The fiber lasers at IPG Photonics include single-mode lasers to 3 kW, Q-switched lasers with peak powers to 30 kW, and multikilowatt high-brightness lasers to 60 kW. “At the lower power levels, fiber-laser makers without a fab can sell limited quantities of lasers for applications in which price is not a big consideration, or can sell with low or no margins,” says Shiner. “But for higher volumes and when competing against nonfiber technologies, a captive fab is critical to success. At the mid- to high-power levels, having a captive fab is critical because of price.”
While it would appear that Shiner agrees with Parker on the low- versus high-power issue, he notes, “Even those companies focused on the lower-power fiber-laser product range (where average selling price per watt of output power is higher) appear to be finding it difficult to make a gross profit given their cost base. IPG has consistently improved the yield, the power output per diode, and the quality of its diodes, thereby reducing the cost per watt while improving reliability.”

[Lines excerpted from a collection]

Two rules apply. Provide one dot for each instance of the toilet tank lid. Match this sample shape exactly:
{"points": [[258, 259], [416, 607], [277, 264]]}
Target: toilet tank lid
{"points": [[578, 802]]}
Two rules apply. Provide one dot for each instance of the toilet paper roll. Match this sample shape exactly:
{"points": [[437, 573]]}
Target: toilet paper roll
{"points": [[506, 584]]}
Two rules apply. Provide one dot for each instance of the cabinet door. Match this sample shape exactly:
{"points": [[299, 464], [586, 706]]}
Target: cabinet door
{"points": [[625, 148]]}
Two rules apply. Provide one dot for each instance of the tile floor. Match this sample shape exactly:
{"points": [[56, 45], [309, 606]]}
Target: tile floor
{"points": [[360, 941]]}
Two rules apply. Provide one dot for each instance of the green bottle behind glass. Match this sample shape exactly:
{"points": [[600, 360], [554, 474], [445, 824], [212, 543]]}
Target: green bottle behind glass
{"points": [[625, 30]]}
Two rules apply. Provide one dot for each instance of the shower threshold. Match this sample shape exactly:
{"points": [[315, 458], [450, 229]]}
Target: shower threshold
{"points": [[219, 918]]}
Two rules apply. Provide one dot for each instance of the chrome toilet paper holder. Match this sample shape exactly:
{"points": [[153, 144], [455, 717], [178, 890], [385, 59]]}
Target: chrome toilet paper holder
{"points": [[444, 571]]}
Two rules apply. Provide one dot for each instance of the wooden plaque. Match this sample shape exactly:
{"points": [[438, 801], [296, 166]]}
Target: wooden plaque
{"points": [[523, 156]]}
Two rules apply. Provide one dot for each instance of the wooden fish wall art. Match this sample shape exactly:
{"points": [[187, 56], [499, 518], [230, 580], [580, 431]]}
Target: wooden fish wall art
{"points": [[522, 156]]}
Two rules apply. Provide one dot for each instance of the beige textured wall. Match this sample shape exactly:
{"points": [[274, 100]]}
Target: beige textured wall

WHAT TO WORK ON |
1) In the fiber-laser passage, what peak power can IPG Photonics' Q-switched lasers reach?
2) Extend the fiber-laser passage from the point where it stops.

OUTPUTS BY TASK |
1) Up to 30 kW.

2)
IPG started offering its fiber-optic devices in 1990. The company is vertically integrated, including production of single-emitter diodes, over 300 specialty fibers, glass used in the fiber manufacture, as well as all of the various optical combiners and optical components utilized in the manufacture of the products. “IPG believes it is essential for fiber-laser makers to manufacture their own diodes because of two critical concerns: performance and cost,” says Shiner. “We subject our single-emitter diodes to extensive long-term testing and prequalification to ensure that the final products meet the long-term operating objectives. By substantially reducing its internal cost of diodes as compared to merchant vendors, not only has IPG been able to compete with conventional laser technologies by reducing the average selling price of fiber lasers to make them cost competitive, IPG has been able to do so while realizing improvements in gross profit margin.”
SPI Lasers produced its first industrial-grade fiber laser in 2004 and is a performance leader in many aspects, such as stability and modulation rate. Like IPG, SPI owns most of its “optical technology” with its in-house manufactured fiber and coupling technology supported by a portfolio of intellectual property with many of its granted patents, such as GTWave, a method for volume and power scaling. But unlike IPG, SPI has strategic alliances with pump-laser manufacturers in lieu of having its own fab. “If a strategic investor adds to the ability to deliver advantage to our customers then they have a role. Our view of the marking and micro sectors today is that the focus should be less on the product technology and more on giving our customers an advantage enabling them to win and grow.”
Clearly, SPI cites the performance advantages of fiber lasers as the key to market success, paying less attention to the sourcing of the diodes. “Fiber and the ability to couple the pump power is the absolute key,” Parker says. “SPI believes it essentially owns the master technology and intellectual property in this arena. GTWave offers a reliable and scalable solution, while other techniques have limitations in both performance and ease of implementation. End pumping has many limitations in our opinion.” Parker adds, “It is also absolutely critical to have efficient non-photo-darkening active fiber if you wish to be world class.”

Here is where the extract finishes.